◆ TASK DIRECTIONS
Return each line below that contains the word "stone". Letter case matters.

begin

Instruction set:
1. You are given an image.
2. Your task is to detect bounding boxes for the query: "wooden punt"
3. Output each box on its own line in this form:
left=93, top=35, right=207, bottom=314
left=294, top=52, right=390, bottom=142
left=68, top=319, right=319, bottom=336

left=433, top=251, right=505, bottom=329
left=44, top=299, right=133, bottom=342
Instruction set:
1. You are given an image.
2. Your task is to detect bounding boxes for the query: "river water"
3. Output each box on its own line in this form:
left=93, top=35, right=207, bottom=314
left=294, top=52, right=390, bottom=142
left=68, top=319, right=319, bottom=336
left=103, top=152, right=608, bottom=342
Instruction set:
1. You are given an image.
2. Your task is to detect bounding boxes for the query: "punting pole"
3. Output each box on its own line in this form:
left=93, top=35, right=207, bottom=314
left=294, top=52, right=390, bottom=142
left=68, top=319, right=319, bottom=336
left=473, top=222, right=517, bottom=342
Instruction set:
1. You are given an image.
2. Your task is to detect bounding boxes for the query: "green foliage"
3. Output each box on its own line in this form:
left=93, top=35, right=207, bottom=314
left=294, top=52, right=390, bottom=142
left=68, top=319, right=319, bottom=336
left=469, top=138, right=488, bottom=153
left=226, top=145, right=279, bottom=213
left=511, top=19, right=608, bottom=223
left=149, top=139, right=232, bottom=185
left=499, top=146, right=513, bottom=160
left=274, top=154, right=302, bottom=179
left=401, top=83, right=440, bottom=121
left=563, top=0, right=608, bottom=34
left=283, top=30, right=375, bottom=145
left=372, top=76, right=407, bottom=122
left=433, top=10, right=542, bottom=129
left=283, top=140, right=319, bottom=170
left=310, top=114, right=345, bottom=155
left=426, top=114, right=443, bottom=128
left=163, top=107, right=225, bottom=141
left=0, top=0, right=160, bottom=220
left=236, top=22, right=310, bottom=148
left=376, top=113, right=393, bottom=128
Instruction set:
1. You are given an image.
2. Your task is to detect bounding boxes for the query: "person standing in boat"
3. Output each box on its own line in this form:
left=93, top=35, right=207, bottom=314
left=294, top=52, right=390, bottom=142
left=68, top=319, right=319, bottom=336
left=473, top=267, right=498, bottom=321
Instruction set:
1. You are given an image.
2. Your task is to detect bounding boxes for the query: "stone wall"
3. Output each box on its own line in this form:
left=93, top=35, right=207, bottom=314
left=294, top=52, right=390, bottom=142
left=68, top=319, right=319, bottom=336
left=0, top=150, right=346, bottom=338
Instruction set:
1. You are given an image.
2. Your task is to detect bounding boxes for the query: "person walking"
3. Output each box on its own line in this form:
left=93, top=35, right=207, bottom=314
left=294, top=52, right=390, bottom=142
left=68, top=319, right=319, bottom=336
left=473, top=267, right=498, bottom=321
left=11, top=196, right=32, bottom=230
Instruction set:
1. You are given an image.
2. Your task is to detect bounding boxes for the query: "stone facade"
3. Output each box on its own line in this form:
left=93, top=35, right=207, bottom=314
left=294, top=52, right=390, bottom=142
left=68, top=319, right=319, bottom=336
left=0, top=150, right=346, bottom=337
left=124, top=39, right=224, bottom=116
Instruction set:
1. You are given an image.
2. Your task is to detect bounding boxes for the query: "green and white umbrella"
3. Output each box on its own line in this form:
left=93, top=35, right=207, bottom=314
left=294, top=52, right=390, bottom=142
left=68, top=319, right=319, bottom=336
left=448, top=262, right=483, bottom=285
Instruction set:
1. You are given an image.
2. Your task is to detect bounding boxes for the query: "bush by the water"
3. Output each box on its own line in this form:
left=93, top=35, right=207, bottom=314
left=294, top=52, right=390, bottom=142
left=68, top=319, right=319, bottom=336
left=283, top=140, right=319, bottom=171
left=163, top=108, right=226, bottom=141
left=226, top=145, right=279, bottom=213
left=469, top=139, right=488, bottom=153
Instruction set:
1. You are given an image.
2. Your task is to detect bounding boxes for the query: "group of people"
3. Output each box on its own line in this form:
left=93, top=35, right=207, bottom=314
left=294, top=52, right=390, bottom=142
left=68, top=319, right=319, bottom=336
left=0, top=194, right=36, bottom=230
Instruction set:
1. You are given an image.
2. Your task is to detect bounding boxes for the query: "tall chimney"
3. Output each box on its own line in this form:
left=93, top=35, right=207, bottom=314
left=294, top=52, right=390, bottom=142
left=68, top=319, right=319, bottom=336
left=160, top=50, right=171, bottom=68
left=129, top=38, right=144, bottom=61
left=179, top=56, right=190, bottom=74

end

◆ TASK RESULT
2. Your task is to detect bounding boxes for the query: "stone wall"
2. Your task is to detect bounding boxes for the query: "stone facade"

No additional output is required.